### EXERCISE AIM
Write out the whole listing without a single alteration.

### SOURCE DATA
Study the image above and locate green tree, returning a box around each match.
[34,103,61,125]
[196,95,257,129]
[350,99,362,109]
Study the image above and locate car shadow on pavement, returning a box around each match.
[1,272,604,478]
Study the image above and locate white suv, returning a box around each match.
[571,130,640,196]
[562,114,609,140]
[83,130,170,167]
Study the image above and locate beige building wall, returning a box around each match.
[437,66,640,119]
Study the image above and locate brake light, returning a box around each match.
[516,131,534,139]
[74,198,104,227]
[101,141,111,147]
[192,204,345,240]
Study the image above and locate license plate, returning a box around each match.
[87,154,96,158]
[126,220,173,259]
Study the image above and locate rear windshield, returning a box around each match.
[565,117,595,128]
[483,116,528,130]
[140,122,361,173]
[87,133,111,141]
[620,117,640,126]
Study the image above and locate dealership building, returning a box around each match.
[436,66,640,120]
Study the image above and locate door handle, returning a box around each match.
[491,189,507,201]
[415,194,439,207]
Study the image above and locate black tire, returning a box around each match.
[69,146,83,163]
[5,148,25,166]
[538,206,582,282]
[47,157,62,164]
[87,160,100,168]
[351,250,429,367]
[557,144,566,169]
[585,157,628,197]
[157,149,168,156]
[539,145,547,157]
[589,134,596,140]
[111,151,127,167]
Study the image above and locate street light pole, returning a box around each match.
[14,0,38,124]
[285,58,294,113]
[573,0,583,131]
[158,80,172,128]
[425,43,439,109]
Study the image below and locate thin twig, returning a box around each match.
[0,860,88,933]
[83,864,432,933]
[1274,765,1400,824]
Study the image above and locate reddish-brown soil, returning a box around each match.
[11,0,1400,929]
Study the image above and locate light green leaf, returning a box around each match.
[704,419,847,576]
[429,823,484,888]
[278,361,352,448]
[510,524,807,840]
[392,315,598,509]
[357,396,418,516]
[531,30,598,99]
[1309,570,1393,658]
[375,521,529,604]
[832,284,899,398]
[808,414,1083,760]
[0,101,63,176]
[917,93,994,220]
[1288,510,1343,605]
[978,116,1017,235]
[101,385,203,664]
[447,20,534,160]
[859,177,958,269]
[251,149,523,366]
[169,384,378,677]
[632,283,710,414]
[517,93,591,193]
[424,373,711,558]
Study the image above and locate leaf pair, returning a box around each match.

### RESPONSE FOR THIS EXERCISE
Study the image above and locate green tree, returning a box around each match.
[34,103,61,125]
[196,95,257,129]
[350,99,362,109]
Study the image above and locate car shadow on pavement, returning a box around each match.
[1,272,604,478]
Study the image above and locate white suv, returning a box around each match.
[571,130,640,196]
[562,114,609,140]
[83,130,170,167]
Study the image above and locate beige building wall, returning a box around each match.
[437,66,640,119]
Study the image above and locate brake light, returning a box around each match.
[516,131,534,139]
[74,198,104,227]
[101,141,111,147]
[192,204,345,240]
Study the image above and locate license plate, returning a box around each match.
[87,154,96,158]
[126,220,173,259]
Study the image above and locate rear windshield, returning a box around each match.
[565,117,595,128]
[483,116,528,130]
[140,122,361,173]
[87,133,111,141]
[620,117,640,126]
Study the image above and locate dealership building, returning a box around each match.
[436,66,640,120]
Study the image above and locate door handle, returning a box around each match.
[491,189,507,201]
[415,194,439,207]
Study the image above and locate black tire, returning a box around each match.
[69,146,83,163]
[5,148,25,166]
[538,206,582,282]
[47,157,62,164]
[87,160,100,168]
[351,250,429,367]
[557,144,566,169]
[585,157,628,197]
[157,149,168,156]
[539,145,547,157]
[589,134,596,140]
[111,151,127,167]
Study the image above and locate street light pole, returning a box around each match.
[14,0,38,124]
[285,58,294,113]
[573,0,583,131]
[158,80,172,128]
[425,43,439,109]
Study the image below and locate thin twig, returning a box around each match.
[0,860,88,933]
[83,864,432,933]
[1274,765,1400,824]
Study the image above and locate reddish-brown soil, returning a box around each match.
[11,0,1400,929]
Study the image above and locate light green leaf, returning a box around each match.
[704,419,847,576]
[429,823,484,888]
[278,361,352,448]
[510,524,807,840]
[392,315,598,509]
[357,396,418,516]
[531,30,598,99]
[1309,570,1393,658]
[375,521,529,604]
[832,284,899,398]
[808,414,1083,760]
[0,101,63,176]
[917,93,994,220]
[1288,510,1343,605]
[978,116,1017,235]
[101,385,203,664]
[447,20,534,160]
[859,177,958,269]
[251,149,523,366]
[169,384,378,677]
[632,283,710,414]
[517,93,591,193]
[424,373,711,558]
Study the image above and locate leaf pair, returning a box around each match.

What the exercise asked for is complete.